>> START Source excerpt
PUBLICATION:          The London Free Press

DATE:                         2004.12.11

EDITION:                    Final

SECTION:                  Opinion Pages

PAGE:                         F1

ILLUSTRATION:        photo of ROGER GALLAWAY

BYLINE:                     CHIP MARTIN, FREE PRESS COLUMNIST appears Saturdays. 

COLUMN:                  A WEEK IN POLITICS 

--------------------------------------------------------------------------------

DEMOCRATIC DEFICIT JUST GROWS DEEPER

--------------------------------------------------------------------------------

So much for Prime Minister Paul Martin's talk of empowering backbench MPs.

It's bullying as usual on Parliament Hill.

Just ask Roger Gallaway, the maverick Liberal who represents Sarnia-Lambton.

A year ago, Gallaway was excited about Martin's promise to enhance the role of ordinary MPs and make the cabinet more accountable to them.

"It will be a profound shift in culture," Gallaway said of the prospect of backbenchers able to break free of the requirement they toe the party line on all votes.

A student of parliamentary procedure, he'd been unhappy at the trend toward centralizing power in the Prime Minister's Office and in cabinet.

A year later, however, it seems all the talk was just that.

Gallaway tried to have the House of Commons vote on government spending estimates that called for about an additional $80 million to continue the controversial national firearms registry program, which has already consumed about $1 billion in tax dollars.

He said he supports a firearms program, but he can't back pumping more money into this one when Canadians are no safer than before and many gun owners refuse to comply with it.

"This thing is out of control," Gallaway said, adding he was "simply exercising a constitutional right" to vote on proposed government spending.

It's what MPs are elected to do, after all.

But he was criticized and some observers suggested he was promoting a non-confidence vote.

Gallaway scoffed, saying his motion dealt with an estimate, not an actual appropriation. No non-confidence here, he said.

In cabinet, Deputy Prime Minister Anne McLellan was reported to have likened Gallaway to Mississauga-area MP Carolyn Parrish, who was expelled from the Liberal caucus after criticizing Martin.

Publicly, McLellan linked Gallaway's plan to the 15th anniversary of the slaying of 14 women at Montreal 's Ecole polytechnique, an event which led to the gun registry in 1995.

"I would be disappointed if anyone (proposed scrapping the program) -- particularly disappointed when that person comes from the government and the Liberal Party," McLellan said.
>> END Source excerpt
>> START Given entries
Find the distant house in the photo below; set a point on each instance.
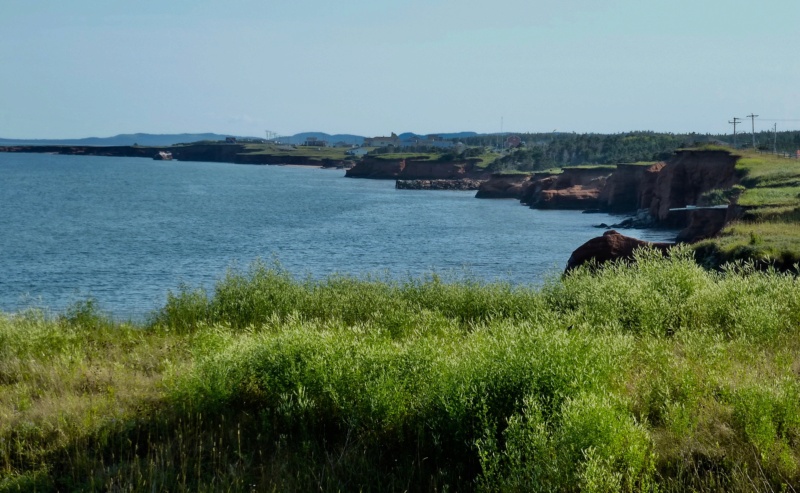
(357, 152)
(315, 142)
(393, 140)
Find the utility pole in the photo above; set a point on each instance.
(752, 118)
(735, 122)
(775, 139)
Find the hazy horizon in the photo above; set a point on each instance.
(94, 69)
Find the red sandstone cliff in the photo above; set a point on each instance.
(573, 188)
(504, 186)
(685, 177)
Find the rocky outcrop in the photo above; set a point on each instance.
(504, 186)
(461, 184)
(406, 169)
(626, 187)
(609, 247)
(706, 222)
(573, 188)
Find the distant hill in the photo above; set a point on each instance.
(331, 139)
(144, 139)
(121, 140)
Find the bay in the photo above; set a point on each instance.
(125, 231)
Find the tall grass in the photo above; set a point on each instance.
(650, 375)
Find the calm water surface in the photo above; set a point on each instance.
(126, 230)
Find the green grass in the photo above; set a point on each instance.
(416, 156)
(769, 231)
(653, 376)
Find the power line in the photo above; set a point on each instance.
(752, 118)
(735, 122)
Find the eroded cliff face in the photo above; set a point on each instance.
(504, 186)
(685, 177)
(573, 188)
(627, 187)
(403, 169)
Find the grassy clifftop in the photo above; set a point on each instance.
(769, 230)
(658, 375)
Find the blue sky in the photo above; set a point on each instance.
(99, 68)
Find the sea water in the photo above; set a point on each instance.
(126, 231)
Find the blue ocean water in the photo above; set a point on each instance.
(125, 231)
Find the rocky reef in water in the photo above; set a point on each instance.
(609, 247)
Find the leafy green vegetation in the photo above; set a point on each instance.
(769, 231)
(657, 375)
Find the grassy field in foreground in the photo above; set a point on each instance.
(654, 376)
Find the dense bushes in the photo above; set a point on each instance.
(642, 376)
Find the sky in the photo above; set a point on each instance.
(97, 68)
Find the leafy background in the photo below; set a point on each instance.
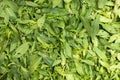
(59, 39)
>> END Given entries
▸ **Request**: Pick up the column on Roger Gallaway and the gun registry vote after its last sentence and keep writing it. You won't need the lines above for anything here.

▸ **Result of the exercise**:
She used political correctness to correct Gallaway's politics. It was a convenient gambit, but the underlying message was to toe the government line.

Days later, Martin said his government will introduce legislation to legalize gay weddings in civil ceremonies.

His Liberal MPs are being told they can vote the way they want, but cabinet ministers must back the plan.

The message is clear: voting against Martin's plan will be career-ending for ministers and, by implication, career-limiting for those who aspire to cabinet.

On the firearms issue, Gallaway and Martin talked, but Gallaway later insisted the prime minister didn't lean on him.

Martin didn't need to; McLellan was doing his dirty work -- just as Martin supporters worked so long to undermine his predecessor, Jean Chretien.

This is the same Paul Martin who, upon becoming party leader and prime minister in late 2003, unveiled his goals in a slick booklet entitled Making History: The Politics of Achievement."

In it, Martin addressed the need to reform democratic decision-making this way: "The current system isn't good enough in Ottawa . MPs are torn between their desire to serve constituents and the interests of their communities on the one hand, and on the other, the insistence on strict loyalty and discipline that emanates from 'the centre', the prime minister and cabinet . . .

"In effect, the command-and-control systems of centralized authority in Ottawa have pushed the views of citizens and communities off to the side.

"Too many Canadians have thus come to see MPs as the representatives of Ottawa in their ridings, instead of representatives of their ridings in Ottawa . We have to change that."

Gallaway said many of his constituents, good law-abiding people, are unhappy with the gun registry and he was acting on their behalf.

Ultimately, when it appeared his motion was doomed to fail, Gallaway withdrew it, lashing out at those who don't share his concern for fiscal responsibility.

"I just think there's a lot of stupid people on the front bench," he said, referring to the Liberal cabinet.

Deputy Conservative Leader Peter MacKay insisted Gallaway had "caved in" to pressure from his party.

Gallaway supporters such as Liberal MPs Paul Steckle of Huron-Bruce and Rose-Marie Ur of Middlesex-Kent-Lambton were unavailable for comment, anxious apparently to stay below Martin's radar.

The only logical conclusion to draw from the Gallaway episode -- and the looming same-sex marriage vote -- is dissent still isn't tolerated within the Liberal party.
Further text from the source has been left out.